───── Text excerpt
So when I returned to Sally, I first thought I’d just cover her with epoxy clay and paint her and call it a day. But I found I still liked the transparency of her limbs and didn’t want to give up the bright greens of the clay after all. So I painted the epoxy clay areas shades of green to match and did another pass with a mix of colored translucent clays, adding some of my wonderful new Sculpey Premo Opal Accent Clay.
The Sculpey Opal clay is a new product and I ordered some from the US last Fall (I almost lost my mind waiting for it to come, checking the mail every day). I used it for the first time to make this piece and my 2016 Cake Level Patron gifts, here to the right.
It performs so amazingly well. It is very soft, and blends and smears beautifully, and it makes almost watercolor effects over other colors.
It is quite translucent, so it can be mixed with translucent colors to add opal glitter and soften and improve them. I mixed it with some dark green and some lavender for Sally, covered some of her epoxy clay areas and did an initial bake at the temp recommended for the Sculpey Opal clay. The results were amazing.
No plaques, beautiful translucency, just great. So I continued to add a little more volume and opalescence here and there, mixing with both solid colors and FIMO translucent colors. I kept rebaking, for thirty minutes each time, until I was satisfied with both Sally’s shape and her opalescence.
I put her Siam colored Swarovski crystal eyes on before the second to last bake. Once the circles of clay that held them in were baked I used Sculpey Bake and Bond to smooth the eye sockets nicely onto her skull.
──────────
What to do:
**A)** Print the part of the clay sculpture passage starting with "The Sculpey Opal clay is" and going on through "results were amazing.".
**B)** Name every product the clay sculpture passage identifies by a brand name.
**C)** Go on with the clay sculpture passage from its final sentence.
The entries that follow are separate material and are unrelated to the clay sculpture passage.
───── Data supplied
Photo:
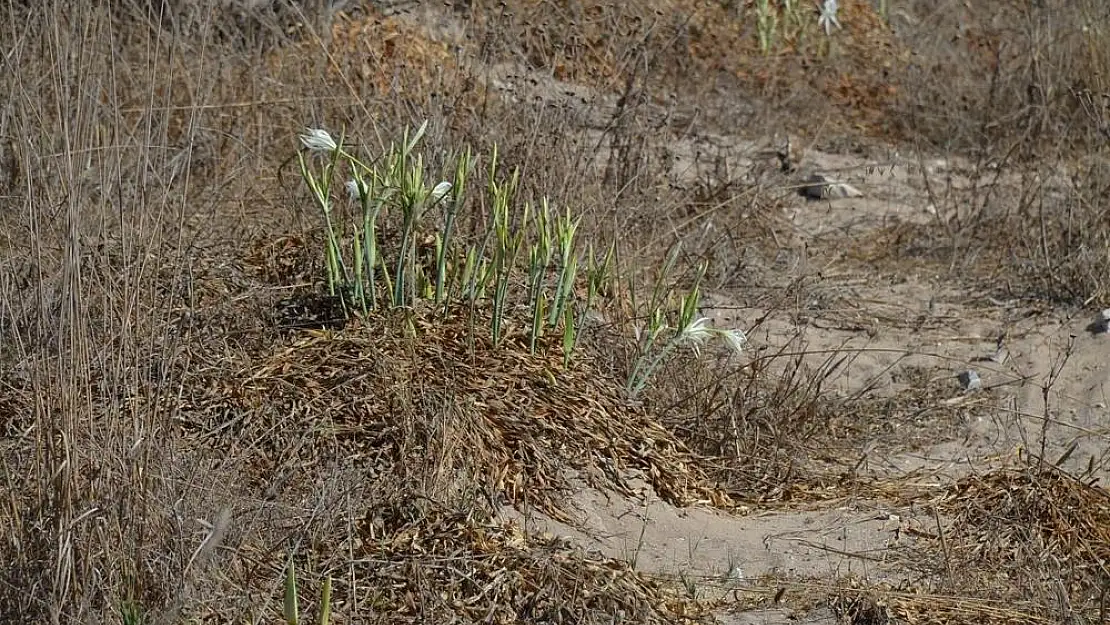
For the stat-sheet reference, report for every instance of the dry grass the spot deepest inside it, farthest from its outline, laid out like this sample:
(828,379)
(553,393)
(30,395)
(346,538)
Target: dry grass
(168,437)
──────────
Answers in order:
**A)**
The Sculpey Opal clay is a new product and I ordered some from the US last Fall (I almost lost my mind waiting for it to come, checking the mail every day). I used it for the first time to make this piece and my 2016 Cake Level Patron gifts, here to the right.
It performs so amazingly well. It is very soft, and blends and smears beautifully, and it makes almost watercolor effects over other colors.
It is quite translucent, so it can be mixed with translucent colors to add opal glitter and soften and improve them. I mixed it with some dark green and some lavender for Sally, covered some of her epoxy clay areas and did an initial bake at the temp recommended for the Sculpey Opal clay. The results were amazing.

**B)**
Sculpey Premo Opal Accent Clay
FIMO translucent colors
Swarovski crystal eyes
Sculpey Bake and Bond

**C)**
I use my fingertip to smear the Bake and Bond; probably unwise. But it’s so goopy and hard to use!
I reinforced a crack in her abdomen with Bake and Bond.
The air trapped in the tinfoil I used to provide bulk with less weight had expanded during baking and caused a crack. I also added balls of clay to the top of her head to hold her antennae, poking the wire in to make a hole but leaving the wires out til later because they hit the roof of the oven! Then I did the last bake, and there she was.
I finally finished this terrifying goat foot candlestick!
I started it in 2015, at our first apartment in Berlin.
I had seen something similar on some luxury housewares or design website, and I was like, I can make that! Plus, it’ll be great sculpting practice!
It’s built on a tall narrow glass caper jar, the lid of the caper jar, tin foil and wooden rings from the craft store.
It was months before our stuff arrived in the shipping container, so I used what was around!
Once I had built the base, I had to cover it with fur.
Each row of fur tufts has to harden before the next one can be sculpted (unless you want to be really careful, and I never manage to be careful enough; I always wind up squishing what I just laboriously sculpted). So eachtime I worked on a project that usedepoxyclay, I would save a little bit at the end to add a row of fur tufts. There are roughly fourteen rows, so that’s a lot of projects!
Once I added the last row of fur last night, I started a new project.
I bought this rococo mirror* made of some weightless extruded foam plastic during my art supply mission on Saturday.
I used a glue gun to quickly affix the bugs and flowers and fill in any space between them and the frame. Then I did a first pass with epoxy clay.
I used it to reinforce the attachment of little legs (it’s very strong) and sculpt new curlicues to incorporate the bug shapes.
When we get a warm sunny day I’ll hit the whole thing with white primer for plastic (which I finally found here, in the excellent DupliColor brand) so I have a uniform surface and can add detail better. Then add paint and Swarovski crystals!
One of the wonderful things about epoxy clay is that you can apply it directly over practically anything, including baked polymer clay, like the mantis.
You can read about the start of the mantis here, and you can read in great detail about my experience beginning to sculpt and learning to use epoxy clay here.
It’s so much easier to work on the hair of my Diana bust now that I’ve had all this experience making fur!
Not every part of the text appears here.